### What the task requires
Exactly reproduce all the records, keeping pictures out of the copy.

### Material provided

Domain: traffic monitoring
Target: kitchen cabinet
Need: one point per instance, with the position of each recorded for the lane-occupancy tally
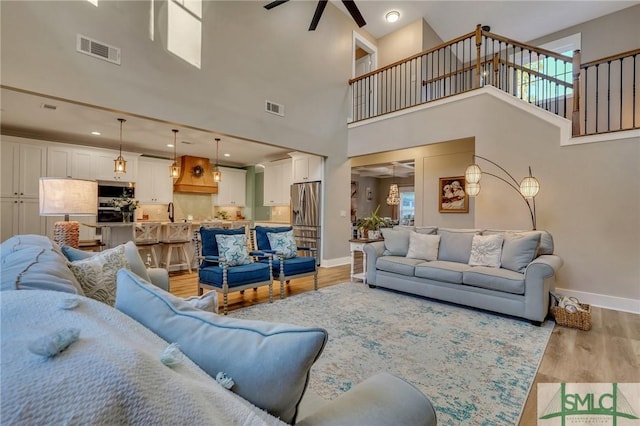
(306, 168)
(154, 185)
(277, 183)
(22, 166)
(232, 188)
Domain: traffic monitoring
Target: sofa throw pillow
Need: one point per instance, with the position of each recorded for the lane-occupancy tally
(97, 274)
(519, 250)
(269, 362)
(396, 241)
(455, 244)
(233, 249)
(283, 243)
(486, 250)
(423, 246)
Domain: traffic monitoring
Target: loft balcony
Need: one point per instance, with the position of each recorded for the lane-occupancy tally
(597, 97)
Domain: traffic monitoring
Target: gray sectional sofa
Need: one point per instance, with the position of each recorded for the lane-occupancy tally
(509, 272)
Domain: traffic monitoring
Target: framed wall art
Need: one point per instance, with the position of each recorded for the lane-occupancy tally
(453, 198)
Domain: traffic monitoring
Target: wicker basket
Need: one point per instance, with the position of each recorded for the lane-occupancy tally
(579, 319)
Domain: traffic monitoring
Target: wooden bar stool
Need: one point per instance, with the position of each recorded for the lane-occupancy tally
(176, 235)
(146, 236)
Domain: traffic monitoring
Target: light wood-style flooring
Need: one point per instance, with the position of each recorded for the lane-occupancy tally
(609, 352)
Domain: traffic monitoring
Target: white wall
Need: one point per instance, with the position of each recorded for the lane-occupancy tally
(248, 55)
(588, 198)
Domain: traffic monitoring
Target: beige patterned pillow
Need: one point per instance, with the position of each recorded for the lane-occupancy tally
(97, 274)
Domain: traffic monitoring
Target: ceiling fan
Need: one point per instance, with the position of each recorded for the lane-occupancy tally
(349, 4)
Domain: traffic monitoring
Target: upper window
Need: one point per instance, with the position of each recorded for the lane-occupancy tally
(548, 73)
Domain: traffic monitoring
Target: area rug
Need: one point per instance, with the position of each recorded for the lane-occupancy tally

### Correct output
Domain: traffic monitoring
Target: kitchen cabinet
Need: one point per instance, with the position of each recorded for the lane-occupancy tally
(306, 168)
(154, 185)
(277, 183)
(22, 166)
(232, 188)
Domain: traffic monitoring
Target: sofa throw pillow
Need: one point per instance, with the position of each recorded for the lane-occupancy tally
(97, 274)
(519, 250)
(269, 362)
(396, 241)
(455, 244)
(233, 249)
(283, 243)
(486, 250)
(423, 246)
Domain: traffic monitoring
Target: loft balcony
Need: one point per instance, with the position of each recorded for the lane-occupancy tally
(597, 97)
Domain: traffic monitoring
Target: gray sectional sofa
Need: one point per instance, with the position of each recorded for the lane-occupancy tally
(509, 272)
Domain: traffic monitoring
Target: framed wall art
Need: one point per instance, with the position of each recorded for the lane-occupancy tally
(453, 198)
Domain: traffic monitoring
Target: wicker basket
Need: one point per instance, with the position of each recorded for the lane-occupancy tally
(579, 319)
Domain: traffic monitoring
Target: wooden bar stool
Need: one point per instance, with the position of each recorded for the lane-occupancy tally
(176, 235)
(146, 236)
Domain: traffic monitoring
Target: light wood-style flooring
Need: one point per instance, with the position of each recorded for the lane-occupancy tally
(609, 352)
Domain: traffic monitoring
Target: white wall
Need: one point per instance, with the position of each recorded for the lane-occupancy tally
(248, 55)
(588, 198)
Domain: traffic monitoring
Target: beige patterned pillow
Need: one point per instance, with the position of each recorded for the lane-occupancy tally
(97, 274)
Domain: traffic monitoring
Target: ceiling fan
Need: one point per instance, with the position of each recorded for the lane-occupancy tally
(349, 4)
Domain: traffic monitoring
Target: upper window
Need: one point per instance, with the position of each recorded for the lane-occupancy tally
(548, 73)
Domain: traffic monitoring
Target: area rug
Need: one point per instance, with the position of each recorded for the lane-occupancy tally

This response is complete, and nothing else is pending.